▸ Aim of the exercise
Quote everything from the line containing "Task: confirm every instance of the stone" down to the line containing "[[81, 257]]", both of those lines included, word for word. Leave the pictures out.

[Position identification records]

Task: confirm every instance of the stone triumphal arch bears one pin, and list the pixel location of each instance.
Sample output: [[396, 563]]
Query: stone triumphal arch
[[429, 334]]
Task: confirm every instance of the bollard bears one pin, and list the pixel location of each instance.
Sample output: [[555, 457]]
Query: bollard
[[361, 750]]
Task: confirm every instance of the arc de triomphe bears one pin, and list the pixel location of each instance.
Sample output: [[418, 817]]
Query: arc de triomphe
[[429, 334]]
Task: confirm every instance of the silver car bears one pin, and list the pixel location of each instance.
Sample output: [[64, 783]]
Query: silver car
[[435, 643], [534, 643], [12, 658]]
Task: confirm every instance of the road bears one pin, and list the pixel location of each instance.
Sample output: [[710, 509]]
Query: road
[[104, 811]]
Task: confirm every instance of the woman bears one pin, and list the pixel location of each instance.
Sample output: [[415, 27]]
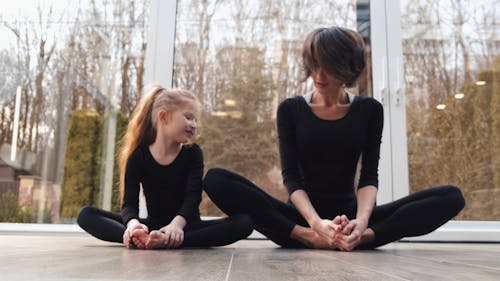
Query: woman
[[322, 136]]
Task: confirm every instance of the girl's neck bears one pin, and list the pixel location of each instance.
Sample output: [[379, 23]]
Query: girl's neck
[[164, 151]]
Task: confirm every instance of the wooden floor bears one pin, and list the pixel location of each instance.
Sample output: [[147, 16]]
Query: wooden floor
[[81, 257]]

--

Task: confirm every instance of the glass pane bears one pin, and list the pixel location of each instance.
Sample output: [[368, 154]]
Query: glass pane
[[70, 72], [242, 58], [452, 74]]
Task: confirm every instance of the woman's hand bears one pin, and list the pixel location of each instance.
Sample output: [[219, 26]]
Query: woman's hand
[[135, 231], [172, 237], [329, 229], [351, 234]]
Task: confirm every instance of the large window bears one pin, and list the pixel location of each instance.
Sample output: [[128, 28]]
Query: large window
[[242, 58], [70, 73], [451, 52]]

* * *

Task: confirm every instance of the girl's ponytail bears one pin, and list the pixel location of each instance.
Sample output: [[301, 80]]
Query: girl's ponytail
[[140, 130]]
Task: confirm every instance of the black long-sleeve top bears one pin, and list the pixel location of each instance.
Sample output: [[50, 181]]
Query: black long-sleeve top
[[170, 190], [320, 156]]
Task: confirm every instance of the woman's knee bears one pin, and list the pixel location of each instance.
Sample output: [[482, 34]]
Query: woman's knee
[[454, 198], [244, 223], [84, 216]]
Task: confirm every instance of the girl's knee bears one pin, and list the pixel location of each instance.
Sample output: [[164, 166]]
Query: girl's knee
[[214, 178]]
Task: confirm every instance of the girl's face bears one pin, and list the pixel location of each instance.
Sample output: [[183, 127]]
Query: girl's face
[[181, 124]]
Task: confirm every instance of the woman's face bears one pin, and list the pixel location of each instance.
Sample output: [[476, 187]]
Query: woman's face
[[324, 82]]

▸ The response
Task: confirm every instance of the stone triumphal arch bears one pin, and list the pixel location of each instance.
Sample output: [[396, 563]]
Query: stone triumphal arch
[[429, 334]]
Task: confirm every instance of the bollard bears one pin, and list the pixel location of each instance.
Sample output: [[555, 457]]
Query: bollard
[[361, 750]]
Task: confirm every instance of the arc de triomphe bears one pin, and list the pixel location of each instance.
Sample output: [[418, 817]]
Query: arc de triomphe
[[429, 334]]
Task: confirm every instance of the silver car bears one pin, and list the pixel location of each instance.
Sample output: [[64, 783]]
Query: silver car
[[435, 643], [534, 643], [12, 658]]
Task: confirm every instance of the road bears one pin, and list the pixel location of each instance.
Sample output: [[710, 509]]
Query: road
[[104, 811]]
Task: confirm every instance of the woman bears one pin, and list the pixel location of each instance.
Sample output: [[415, 27]]
Query: woman
[[322, 136]]
Task: confirm every instance of the girl's neck bears one pin, and list the pixel location of each instance.
Sample output: [[379, 23]]
Query: girl's neck
[[164, 151]]
Task: confirm every instance of the wooden floor bears one pin, and list the pixel location of each instance.
Sample output: [[147, 16]]
Query: wooden floor
[[81, 257]]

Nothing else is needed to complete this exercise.